XML Normalization

PaulStanley · June 22, 2020, 8:41am

After a sorry disaster about a year ago during which I managed to lose everything, with all the advantages of having thrown away the first attempt. But I’ve hit an unexpected wall.

I realised that my processor was not passing leading or trailing whitespace (or pure whitespace) from attributes such as delimiter, prefix and suffix. So if the style file had, e.g. delimiter=", ", I was getting a delimiter of “,”.

At first I assumed a straightforward programming error on my part, but I think it may not be so. A bit of digging in the XML library I was using showed that it is removing leading or trailing whitespace from attributes. This turns out not to be an accident. The XML standards contain rules for attribute normalization, which state (I’ve put the critical requirement in bold):

Before the value of an attribute is passed to the application or checked for validity, the XML processor must normalize the attribute value by applying the algorithm below, or by using some other method such that the value passed to the application is the same as that produced by the algorithm.

All line breaks must have been normalized on input to #xA as described in 2.11 End-of-Line Handling , so the rest of this algorithm operates on text normalized in this way.

Begin with a normalized value consisting of the empty string.

*RAW DATA*
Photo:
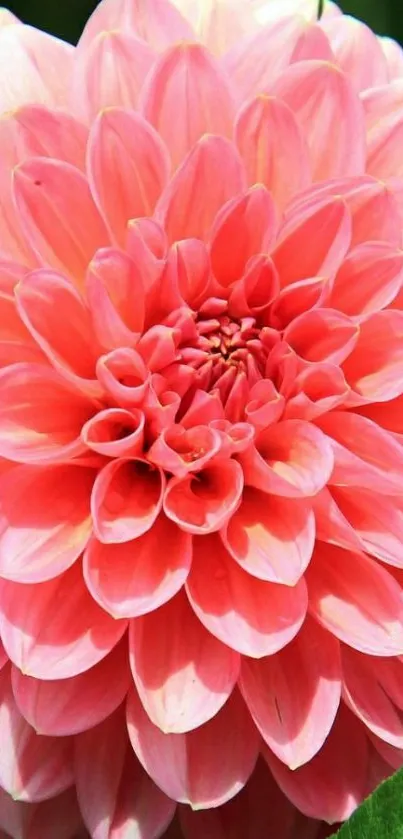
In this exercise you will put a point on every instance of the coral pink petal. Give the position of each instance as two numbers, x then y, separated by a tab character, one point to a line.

*GIVEN INSTRUCTION A*
In the XML normalization thread above, set down everything from "All line breaks" down to "in this way." verbatim.
*GIVEN INSTRUCTION B*
In the XML normalization thread, what did digging in the XML library turn out to show?

*FINAL RESULT A*
All line breaks must have been normalized on input to #xA as described in 2.11 End-of-Line Handling , so the rest of this algorithm operates on text normalized in this way.

*FINAL RESULT B*
It showed that the library removes leading or trailing whitespace from attributes.